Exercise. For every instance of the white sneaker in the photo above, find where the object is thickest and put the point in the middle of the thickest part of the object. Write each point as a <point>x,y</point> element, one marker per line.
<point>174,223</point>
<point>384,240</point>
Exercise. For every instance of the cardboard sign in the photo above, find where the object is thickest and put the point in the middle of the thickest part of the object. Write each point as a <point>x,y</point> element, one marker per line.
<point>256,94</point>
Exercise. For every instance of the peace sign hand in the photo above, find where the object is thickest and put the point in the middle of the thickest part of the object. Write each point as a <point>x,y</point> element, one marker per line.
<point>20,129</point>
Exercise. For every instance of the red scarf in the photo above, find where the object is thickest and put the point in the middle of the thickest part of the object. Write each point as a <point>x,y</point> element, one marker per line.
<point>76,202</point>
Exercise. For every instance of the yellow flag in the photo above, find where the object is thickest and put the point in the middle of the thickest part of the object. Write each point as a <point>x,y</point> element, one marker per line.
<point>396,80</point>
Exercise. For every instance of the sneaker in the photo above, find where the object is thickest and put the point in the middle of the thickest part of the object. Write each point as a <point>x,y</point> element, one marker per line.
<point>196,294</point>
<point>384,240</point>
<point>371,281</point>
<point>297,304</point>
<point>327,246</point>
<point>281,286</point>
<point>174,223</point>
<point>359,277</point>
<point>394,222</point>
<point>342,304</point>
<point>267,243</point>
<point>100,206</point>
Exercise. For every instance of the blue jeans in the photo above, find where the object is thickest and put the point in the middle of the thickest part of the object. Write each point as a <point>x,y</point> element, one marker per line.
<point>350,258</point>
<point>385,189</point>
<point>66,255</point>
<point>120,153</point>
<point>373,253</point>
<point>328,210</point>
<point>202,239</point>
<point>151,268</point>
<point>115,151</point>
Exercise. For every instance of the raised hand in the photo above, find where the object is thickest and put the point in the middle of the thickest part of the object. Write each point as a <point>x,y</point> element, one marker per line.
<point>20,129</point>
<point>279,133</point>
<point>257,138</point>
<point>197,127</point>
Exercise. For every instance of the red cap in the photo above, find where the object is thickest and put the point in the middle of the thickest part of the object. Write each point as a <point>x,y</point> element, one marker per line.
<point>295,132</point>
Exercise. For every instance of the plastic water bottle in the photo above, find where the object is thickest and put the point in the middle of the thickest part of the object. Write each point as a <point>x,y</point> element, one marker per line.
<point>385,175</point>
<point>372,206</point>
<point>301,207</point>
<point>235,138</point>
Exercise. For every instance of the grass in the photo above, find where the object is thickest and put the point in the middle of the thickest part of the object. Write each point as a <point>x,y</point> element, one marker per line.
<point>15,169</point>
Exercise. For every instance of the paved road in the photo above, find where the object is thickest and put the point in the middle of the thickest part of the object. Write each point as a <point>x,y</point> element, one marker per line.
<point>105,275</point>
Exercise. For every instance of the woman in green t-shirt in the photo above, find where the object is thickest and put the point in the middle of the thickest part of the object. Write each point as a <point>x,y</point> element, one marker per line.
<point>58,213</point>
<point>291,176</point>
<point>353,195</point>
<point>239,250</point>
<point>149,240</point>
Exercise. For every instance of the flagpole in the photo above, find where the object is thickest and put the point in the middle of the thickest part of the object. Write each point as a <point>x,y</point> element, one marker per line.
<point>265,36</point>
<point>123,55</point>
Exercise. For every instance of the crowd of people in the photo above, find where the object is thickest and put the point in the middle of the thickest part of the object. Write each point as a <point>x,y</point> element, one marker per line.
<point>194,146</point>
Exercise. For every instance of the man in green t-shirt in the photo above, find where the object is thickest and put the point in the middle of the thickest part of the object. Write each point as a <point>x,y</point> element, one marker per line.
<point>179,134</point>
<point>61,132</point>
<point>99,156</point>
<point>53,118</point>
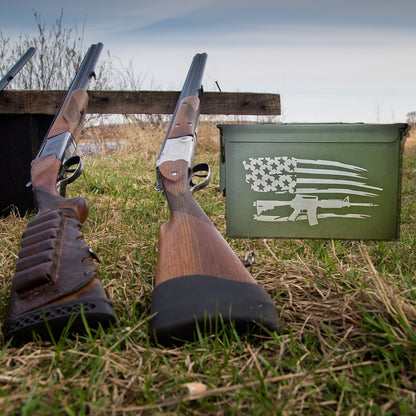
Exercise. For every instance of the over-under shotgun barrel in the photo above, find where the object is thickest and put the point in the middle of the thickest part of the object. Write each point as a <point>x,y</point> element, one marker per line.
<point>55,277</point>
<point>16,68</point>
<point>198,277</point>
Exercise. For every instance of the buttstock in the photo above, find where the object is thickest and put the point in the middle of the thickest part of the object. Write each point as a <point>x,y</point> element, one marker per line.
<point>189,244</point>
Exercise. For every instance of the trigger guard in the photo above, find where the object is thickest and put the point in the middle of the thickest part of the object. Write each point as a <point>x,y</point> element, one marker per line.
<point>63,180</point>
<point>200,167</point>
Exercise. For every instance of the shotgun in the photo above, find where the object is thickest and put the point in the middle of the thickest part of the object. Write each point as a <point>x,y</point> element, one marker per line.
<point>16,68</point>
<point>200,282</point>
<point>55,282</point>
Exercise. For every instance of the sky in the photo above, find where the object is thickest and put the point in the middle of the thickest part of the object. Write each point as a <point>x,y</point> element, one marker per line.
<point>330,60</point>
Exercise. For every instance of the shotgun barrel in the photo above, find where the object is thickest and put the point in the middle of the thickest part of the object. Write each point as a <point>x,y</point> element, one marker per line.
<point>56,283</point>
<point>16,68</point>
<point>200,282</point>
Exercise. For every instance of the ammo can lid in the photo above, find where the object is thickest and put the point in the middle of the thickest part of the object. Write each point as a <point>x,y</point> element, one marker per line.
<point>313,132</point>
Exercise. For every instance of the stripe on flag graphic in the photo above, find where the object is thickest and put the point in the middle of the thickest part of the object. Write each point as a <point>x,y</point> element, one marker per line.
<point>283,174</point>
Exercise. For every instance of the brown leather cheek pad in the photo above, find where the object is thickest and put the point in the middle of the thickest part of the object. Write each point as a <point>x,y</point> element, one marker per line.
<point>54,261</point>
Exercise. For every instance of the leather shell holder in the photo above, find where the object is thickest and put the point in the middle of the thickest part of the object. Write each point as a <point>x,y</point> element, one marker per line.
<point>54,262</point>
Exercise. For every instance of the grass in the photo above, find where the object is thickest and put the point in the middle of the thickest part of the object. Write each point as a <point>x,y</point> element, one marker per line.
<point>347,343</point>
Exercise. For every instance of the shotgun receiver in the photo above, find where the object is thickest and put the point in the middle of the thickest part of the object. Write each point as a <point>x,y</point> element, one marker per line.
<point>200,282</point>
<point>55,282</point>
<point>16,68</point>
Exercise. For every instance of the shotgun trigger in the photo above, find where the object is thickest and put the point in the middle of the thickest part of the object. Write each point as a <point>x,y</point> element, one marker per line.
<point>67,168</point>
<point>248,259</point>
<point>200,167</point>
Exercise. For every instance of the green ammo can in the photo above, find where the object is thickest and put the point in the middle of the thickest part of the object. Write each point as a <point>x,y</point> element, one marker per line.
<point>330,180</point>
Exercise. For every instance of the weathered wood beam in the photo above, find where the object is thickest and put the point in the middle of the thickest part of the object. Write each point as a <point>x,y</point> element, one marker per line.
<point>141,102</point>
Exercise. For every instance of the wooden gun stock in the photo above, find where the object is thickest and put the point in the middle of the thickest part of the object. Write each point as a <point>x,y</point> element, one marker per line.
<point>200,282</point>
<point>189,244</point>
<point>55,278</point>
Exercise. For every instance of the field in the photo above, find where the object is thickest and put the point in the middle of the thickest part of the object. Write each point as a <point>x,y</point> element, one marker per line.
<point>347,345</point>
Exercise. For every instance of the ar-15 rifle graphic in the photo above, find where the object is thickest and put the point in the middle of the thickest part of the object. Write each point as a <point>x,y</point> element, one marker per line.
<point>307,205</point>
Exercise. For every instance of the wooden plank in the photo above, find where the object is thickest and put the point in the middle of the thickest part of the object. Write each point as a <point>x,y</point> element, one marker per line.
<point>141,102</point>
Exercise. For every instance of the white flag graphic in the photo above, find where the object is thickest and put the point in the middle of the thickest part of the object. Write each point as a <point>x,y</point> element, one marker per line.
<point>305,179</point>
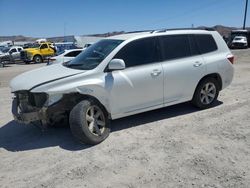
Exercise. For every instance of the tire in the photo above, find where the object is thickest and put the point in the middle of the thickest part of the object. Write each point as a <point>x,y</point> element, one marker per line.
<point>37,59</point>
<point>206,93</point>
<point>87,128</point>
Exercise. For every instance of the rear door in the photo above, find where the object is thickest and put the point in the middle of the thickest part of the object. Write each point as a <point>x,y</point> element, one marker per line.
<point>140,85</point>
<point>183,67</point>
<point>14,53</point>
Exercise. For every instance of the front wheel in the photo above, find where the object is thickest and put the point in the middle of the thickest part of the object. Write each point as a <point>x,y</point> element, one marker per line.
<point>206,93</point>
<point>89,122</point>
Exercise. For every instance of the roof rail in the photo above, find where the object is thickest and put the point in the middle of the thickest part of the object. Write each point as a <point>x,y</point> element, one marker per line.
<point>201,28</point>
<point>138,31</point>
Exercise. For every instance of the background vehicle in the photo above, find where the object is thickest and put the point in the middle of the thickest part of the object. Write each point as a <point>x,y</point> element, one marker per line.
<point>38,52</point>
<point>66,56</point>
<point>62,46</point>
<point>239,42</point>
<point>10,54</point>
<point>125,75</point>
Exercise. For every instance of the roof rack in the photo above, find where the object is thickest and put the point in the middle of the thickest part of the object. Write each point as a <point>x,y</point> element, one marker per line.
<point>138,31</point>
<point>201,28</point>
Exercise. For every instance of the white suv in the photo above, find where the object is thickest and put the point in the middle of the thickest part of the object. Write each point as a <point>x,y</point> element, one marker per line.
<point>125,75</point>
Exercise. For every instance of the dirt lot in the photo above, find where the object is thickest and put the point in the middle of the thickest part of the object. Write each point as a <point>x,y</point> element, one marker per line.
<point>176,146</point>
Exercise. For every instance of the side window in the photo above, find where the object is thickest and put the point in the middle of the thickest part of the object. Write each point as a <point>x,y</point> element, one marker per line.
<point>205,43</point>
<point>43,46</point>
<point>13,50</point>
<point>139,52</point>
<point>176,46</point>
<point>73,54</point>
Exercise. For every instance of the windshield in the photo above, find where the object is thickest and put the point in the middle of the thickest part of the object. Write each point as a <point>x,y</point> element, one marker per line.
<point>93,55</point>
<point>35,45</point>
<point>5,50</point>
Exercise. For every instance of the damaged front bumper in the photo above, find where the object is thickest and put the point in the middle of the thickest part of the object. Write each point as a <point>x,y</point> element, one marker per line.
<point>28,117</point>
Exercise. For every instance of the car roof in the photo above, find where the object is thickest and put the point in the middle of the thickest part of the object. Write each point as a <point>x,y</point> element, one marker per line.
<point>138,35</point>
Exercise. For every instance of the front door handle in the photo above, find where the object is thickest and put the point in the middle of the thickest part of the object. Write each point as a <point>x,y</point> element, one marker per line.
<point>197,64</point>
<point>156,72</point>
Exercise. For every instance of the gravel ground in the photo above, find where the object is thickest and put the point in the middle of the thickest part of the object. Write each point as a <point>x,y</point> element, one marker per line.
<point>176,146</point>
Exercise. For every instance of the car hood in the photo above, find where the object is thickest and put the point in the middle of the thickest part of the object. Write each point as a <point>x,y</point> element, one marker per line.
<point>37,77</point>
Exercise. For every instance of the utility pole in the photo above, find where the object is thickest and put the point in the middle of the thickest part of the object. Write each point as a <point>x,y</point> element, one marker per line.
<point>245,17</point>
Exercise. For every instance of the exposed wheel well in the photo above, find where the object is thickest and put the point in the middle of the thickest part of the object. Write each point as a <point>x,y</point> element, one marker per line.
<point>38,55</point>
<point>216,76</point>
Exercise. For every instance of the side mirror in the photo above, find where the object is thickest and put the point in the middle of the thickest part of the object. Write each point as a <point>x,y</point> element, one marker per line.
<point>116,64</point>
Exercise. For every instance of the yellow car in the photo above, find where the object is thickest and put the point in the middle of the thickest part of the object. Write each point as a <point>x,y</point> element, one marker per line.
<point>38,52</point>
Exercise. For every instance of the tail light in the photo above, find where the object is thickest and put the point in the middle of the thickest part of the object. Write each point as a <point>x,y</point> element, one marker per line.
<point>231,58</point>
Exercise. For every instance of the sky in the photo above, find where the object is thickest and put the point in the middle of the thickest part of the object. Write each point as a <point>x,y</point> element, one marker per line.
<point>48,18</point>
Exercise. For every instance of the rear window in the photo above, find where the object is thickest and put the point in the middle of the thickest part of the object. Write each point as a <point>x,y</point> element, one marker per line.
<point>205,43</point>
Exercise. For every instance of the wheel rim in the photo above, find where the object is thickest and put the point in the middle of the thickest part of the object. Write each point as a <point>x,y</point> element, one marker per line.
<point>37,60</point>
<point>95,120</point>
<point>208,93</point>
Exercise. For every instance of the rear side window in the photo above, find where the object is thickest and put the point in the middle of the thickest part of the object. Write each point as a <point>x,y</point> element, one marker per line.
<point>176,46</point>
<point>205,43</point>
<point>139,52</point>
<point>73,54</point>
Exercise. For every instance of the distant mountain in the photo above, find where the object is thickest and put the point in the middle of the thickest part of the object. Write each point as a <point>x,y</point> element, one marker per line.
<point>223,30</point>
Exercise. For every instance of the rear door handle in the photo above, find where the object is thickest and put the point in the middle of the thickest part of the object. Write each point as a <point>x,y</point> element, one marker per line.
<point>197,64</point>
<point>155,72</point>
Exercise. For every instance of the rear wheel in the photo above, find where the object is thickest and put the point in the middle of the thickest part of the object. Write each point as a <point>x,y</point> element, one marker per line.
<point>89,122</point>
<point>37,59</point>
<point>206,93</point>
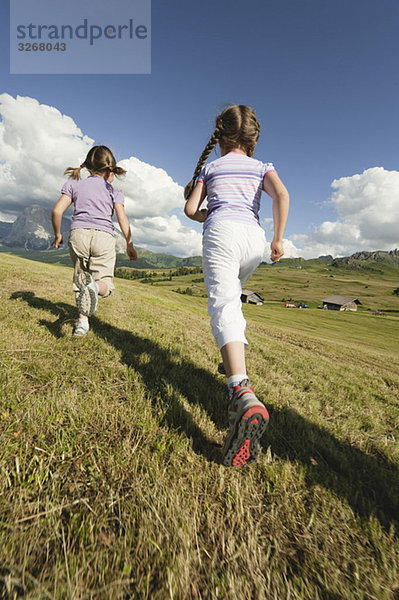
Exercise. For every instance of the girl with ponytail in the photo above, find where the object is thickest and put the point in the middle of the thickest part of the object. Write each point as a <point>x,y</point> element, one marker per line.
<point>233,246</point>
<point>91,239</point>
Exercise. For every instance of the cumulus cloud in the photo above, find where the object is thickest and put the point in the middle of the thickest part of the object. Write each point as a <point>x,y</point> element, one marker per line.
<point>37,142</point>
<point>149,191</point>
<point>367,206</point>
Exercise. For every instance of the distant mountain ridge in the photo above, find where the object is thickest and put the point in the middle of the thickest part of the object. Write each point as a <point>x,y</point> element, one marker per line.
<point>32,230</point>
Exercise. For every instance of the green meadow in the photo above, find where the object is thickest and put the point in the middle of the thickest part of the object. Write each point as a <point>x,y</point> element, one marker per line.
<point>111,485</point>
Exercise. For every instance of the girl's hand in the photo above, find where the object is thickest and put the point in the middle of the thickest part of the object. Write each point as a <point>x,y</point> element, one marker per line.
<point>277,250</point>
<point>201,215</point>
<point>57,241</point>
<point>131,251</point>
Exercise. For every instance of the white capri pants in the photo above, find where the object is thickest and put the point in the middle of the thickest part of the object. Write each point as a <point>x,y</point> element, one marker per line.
────────────────────────────────────────
SHORT PROBLEM — Could you convert the stretch of the entries above, from the line containing "Exercise. For every instance of the red scarf" through the line containing "<point>76,202</point>", into a JSON list of strings with one string per line and any blank lines omitted?

ANSWER —
[
  "Exercise. For every instance of the red scarf in the photo above, find where the object is thickest and put the point in the middle of the thickest part of the object. Write each point as a <point>x,y</point> element, one marker per line.",
  "<point>76,202</point>"
]